* Prompt
Rewrite everything below, from the line containing "every truck cab." down to the line containing "(0, 296), (714, 474)", as a numbered list. Include both of those lines and leave out any blank lines.

* Records for the task
****************************************

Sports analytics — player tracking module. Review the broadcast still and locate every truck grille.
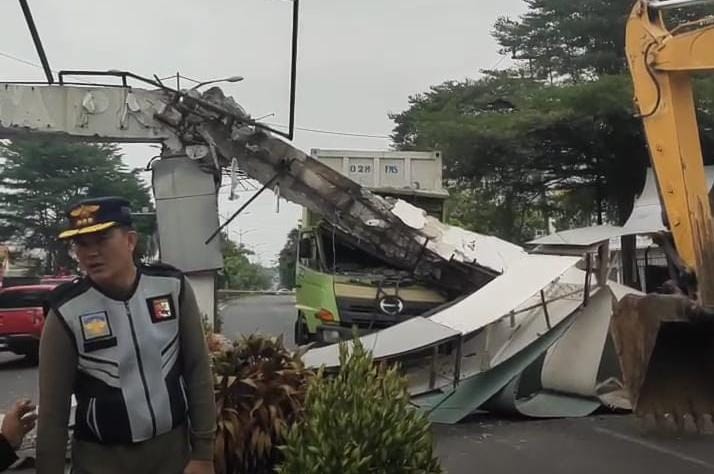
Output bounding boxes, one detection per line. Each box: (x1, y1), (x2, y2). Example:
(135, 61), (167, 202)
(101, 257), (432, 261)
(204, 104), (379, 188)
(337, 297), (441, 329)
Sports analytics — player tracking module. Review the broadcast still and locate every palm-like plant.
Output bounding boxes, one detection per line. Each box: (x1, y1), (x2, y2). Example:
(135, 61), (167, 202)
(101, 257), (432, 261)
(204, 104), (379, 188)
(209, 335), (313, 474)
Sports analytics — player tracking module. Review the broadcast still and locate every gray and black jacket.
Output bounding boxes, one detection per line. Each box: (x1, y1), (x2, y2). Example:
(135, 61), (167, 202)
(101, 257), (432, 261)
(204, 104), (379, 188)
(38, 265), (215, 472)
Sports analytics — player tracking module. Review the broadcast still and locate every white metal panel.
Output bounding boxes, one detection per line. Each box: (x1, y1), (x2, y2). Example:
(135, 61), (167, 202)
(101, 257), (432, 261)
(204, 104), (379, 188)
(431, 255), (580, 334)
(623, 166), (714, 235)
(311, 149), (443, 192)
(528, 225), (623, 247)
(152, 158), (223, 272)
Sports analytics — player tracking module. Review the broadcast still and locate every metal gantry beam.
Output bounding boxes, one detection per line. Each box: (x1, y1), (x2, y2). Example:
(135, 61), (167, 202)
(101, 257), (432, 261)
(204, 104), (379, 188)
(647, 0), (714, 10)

****************************************

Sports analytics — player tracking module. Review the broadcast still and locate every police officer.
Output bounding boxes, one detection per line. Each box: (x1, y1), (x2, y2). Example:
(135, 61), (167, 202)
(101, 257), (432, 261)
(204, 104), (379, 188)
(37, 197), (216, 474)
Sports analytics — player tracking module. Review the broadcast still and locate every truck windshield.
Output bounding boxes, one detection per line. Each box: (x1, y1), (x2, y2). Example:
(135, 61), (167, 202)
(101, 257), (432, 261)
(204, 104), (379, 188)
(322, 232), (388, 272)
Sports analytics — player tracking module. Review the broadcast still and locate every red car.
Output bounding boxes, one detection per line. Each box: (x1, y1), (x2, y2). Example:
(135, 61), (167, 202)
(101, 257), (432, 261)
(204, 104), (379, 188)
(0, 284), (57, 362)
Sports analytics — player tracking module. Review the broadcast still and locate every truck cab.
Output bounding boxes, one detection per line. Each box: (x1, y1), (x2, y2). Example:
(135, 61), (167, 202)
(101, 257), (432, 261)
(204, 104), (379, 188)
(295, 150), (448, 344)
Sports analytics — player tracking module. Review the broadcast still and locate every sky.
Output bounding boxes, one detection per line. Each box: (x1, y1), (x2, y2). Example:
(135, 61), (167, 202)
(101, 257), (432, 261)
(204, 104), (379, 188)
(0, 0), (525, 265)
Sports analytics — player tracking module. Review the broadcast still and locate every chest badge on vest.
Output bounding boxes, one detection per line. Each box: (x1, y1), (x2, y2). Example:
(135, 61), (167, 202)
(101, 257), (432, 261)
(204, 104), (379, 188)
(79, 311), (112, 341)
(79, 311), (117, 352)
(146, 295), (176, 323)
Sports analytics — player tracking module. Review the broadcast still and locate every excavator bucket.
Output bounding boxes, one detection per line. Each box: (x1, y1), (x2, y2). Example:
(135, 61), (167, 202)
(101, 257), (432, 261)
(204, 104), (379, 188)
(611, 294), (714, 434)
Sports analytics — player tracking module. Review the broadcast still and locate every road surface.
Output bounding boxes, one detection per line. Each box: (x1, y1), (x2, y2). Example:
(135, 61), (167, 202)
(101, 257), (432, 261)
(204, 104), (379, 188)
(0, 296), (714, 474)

****************************************

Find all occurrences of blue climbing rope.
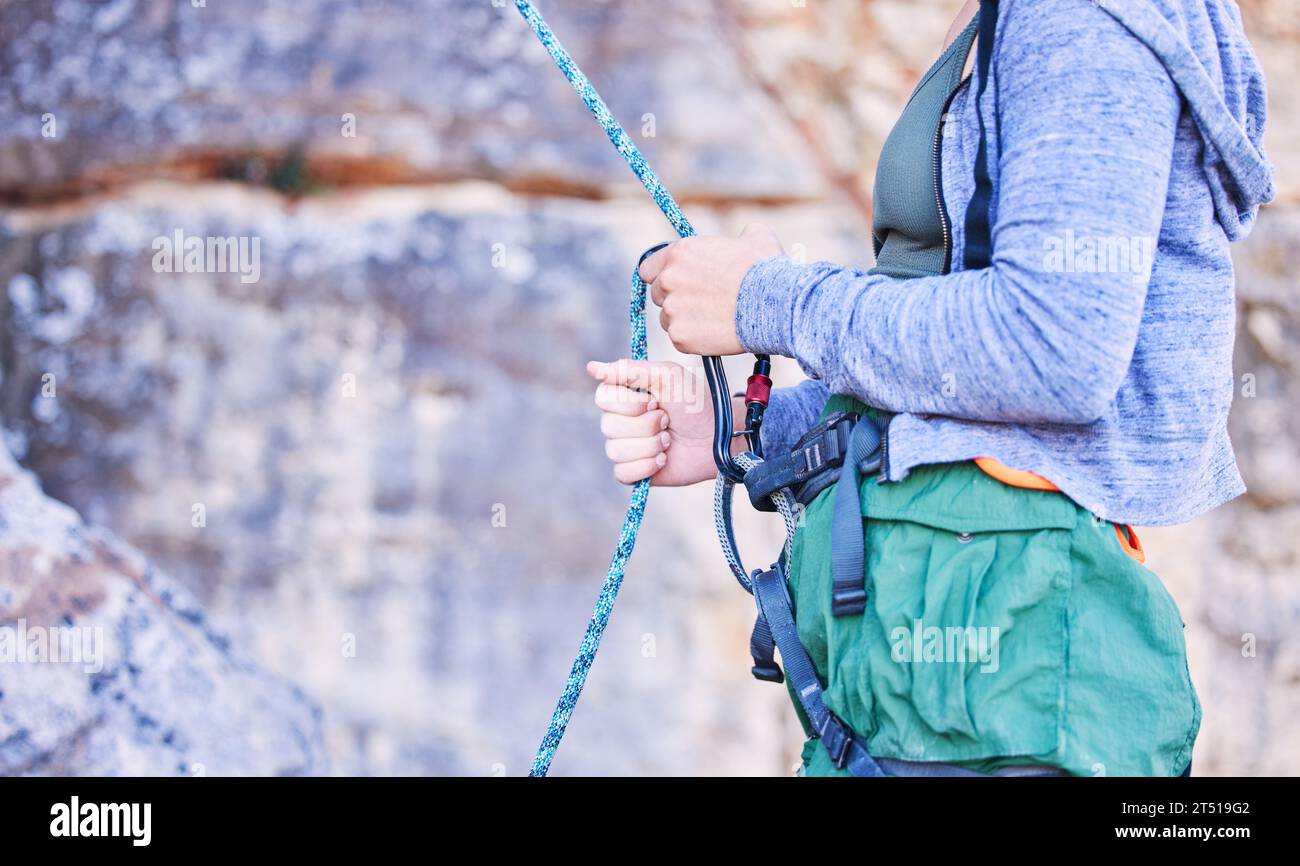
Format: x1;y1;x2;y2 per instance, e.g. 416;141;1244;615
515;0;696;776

****************************************

* Response below
1. Sports analytics — player tracking module. Review the broadcast still and locate every truck cab.
2. Output bounding boxes, one detection per line. Each box: (x1, y1), (x2, y2). Example:
3. (135, 61), (167, 202)
4. (101, 257), (432, 261)
5. (204, 104), (379, 188)
6. (295, 150), (448, 344)
7. Sports analytics — player tracking module. Review the broadcast still and locate every sky.
8. Output bounding boxes, one detection per line. Each box: (x1, y1), (x2, y2). Example:
9. (135, 61), (167, 202)
10. (101, 257), (432, 261)
11. (204, 104), (379, 188)
12. (0, 0), (525, 265)
13. Sports analytics — player tracking module. Review the broadcast still and locate every chest badge on vest.
14. Output bounding boxes, one detection per line. Each box: (x1, y1), (x2, y2). Example:
15. (135, 61), (167, 202)
16. (101, 257), (432, 261)
17. (204, 104), (379, 188)
18. (79, 311), (112, 341)
19. (79, 311), (117, 352)
20. (146, 295), (176, 323)
21. Sports analytics — player tracking module. Review the broadcast still and locate every excavator bucket.
22. Output bounding boxes, one detection per line. Each box: (x1, y1), (x2, y2). Example:
23. (135, 61), (167, 202)
24. (101, 257), (432, 261)
25. (204, 104), (379, 188)
26. (611, 294), (714, 434)
27. Sports analytics — player tracking module. Review the broadcast still and locate every road surface.
28. Output bounding boxes, one detection per line. Each box: (x1, y1), (x2, y2). Example:
29. (135, 61), (167, 202)
30. (101, 257), (432, 261)
31. (204, 104), (379, 188)
32. (0, 296), (714, 474)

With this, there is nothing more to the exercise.